HIST 496C Thesis: The US in the Long Nineteenth Century, 1790-1920

The "long" nineteenth century - the years from 1790 to 1920 - saw the United States grow from a fledgling seaboard nation to a continental republic and a quasi-empire. As the period dawned, Thomas Jefferson imagined a rural, agrarian future for the United States, and Abigail Adams unsuccessfully urged her husband John to "remember the ladies" in making laws. By the period's end, the US was the world's largest industrial economy, most of its people lived in cities and towns, and women's fight for political inclusion produced a 19th Amendment to the Constitution. In between, a Civil War begun in the name of destroying the Union and preserving slavery ended up doing the reverse. Struggles over the citizenship and rights of African Americans took place alongside debates about the nation's treatment of native Americans and of the millions of immigrants who swelled its population. Students in this section of Senior Thesis Seminar may research any period and topic in the history of the United States during the long nineteenth century, from the early republic to the Civil War and Reconstruction, from the rise of urban, industrial America to the reform movements of the Progressive Era. Projects in all fields of history are welcome: politics, diplomacy, and war; immigration, ethnicity, and race; and cultural, religious, and intellectual life.

▸ DATASET EXCERPTS:
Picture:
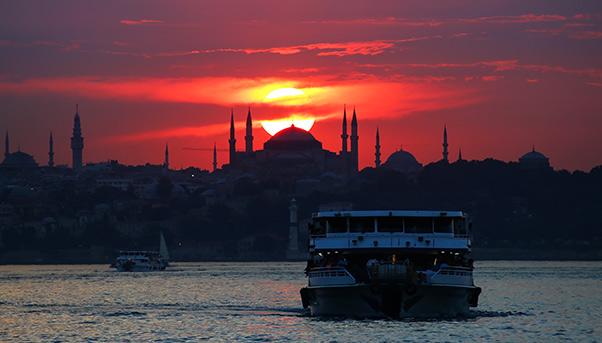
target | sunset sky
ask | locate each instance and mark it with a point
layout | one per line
(502, 75)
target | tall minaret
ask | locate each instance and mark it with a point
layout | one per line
(354, 143)
(50, 151)
(249, 134)
(344, 135)
(6, 145)
(377, 150)
(77, 142)
(232, 140)
(445, 153)
(166, 159)
(214, 157)
(293, 230)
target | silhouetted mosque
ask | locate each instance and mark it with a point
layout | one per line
(534, 160)
(17, 160)
(295, 151)
(291, 151)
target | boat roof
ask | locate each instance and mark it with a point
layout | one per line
(389, 213)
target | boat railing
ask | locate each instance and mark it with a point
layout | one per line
(330, 276)
(451, 275)
(388, 272)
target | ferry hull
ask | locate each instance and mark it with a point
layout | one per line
(394, 301)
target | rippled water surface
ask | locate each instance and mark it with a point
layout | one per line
(521, 301)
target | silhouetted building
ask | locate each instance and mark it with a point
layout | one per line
(77, 142)
(19, 161)
(403, 161)
(293, 151)
(534, 160)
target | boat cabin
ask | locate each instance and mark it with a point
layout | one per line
(434, 230)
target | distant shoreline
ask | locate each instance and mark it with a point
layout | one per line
(480, 254)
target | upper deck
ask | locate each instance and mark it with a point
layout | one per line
(395, 229)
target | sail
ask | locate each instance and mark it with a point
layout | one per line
(163, 247)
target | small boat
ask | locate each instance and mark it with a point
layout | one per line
(143, 261)
(389, 264)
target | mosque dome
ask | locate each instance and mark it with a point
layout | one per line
(403, 161)
(534, 160)
(292, 138)
(19, 160)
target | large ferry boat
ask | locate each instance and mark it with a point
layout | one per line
(389, 264)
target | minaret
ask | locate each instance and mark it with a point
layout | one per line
(214, 157)
(249, 134)
(77, 142)
(166, 159)
(344, 135)
(377, 150)
(6, 145)
(354, 143)
(50, 151)
(445, 153)
(293, 230)
(232, 140)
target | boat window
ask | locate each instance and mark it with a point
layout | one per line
(418, 225)
(390, 224)
(337, 225)
(318, 227)
(460, 226)
(361, 224)
(443, 225)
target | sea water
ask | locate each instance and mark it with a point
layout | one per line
(520, 302)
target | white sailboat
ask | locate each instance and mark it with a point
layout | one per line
(141, 261)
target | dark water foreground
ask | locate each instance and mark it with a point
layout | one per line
(521, 301)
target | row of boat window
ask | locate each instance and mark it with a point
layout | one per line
(327, 274)
(451, 272)
(388, 224)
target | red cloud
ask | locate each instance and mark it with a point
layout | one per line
(140, 21)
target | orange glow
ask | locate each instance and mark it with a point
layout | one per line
(275, 125)
(284, 92)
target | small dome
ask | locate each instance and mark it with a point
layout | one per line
(19, 160)
(403, 161)
(293, 133)
(534, 160)
(533, 155)
(292, 138)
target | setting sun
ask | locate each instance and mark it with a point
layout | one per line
(284, 92)
(275, 125)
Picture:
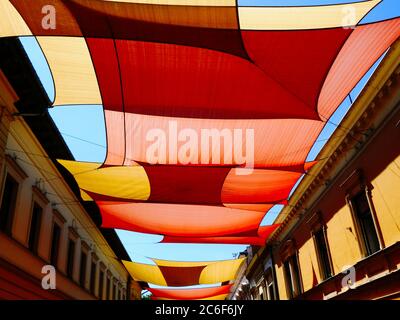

▸ SHORT EXERCISE:
Answer these from the course description:
(a) Which years does it give for the "long" nineteenth century?
(b) What did Abigail Adams urge her husband John to do when making laws?
(c) By the end of the period, what had women's fight for political inclusion produced?

▸ SOLVED PROBLEM:
(a) 1790 to 1920
(b) To "remember the ladies"
(c) A 19th Amendment to the Constitution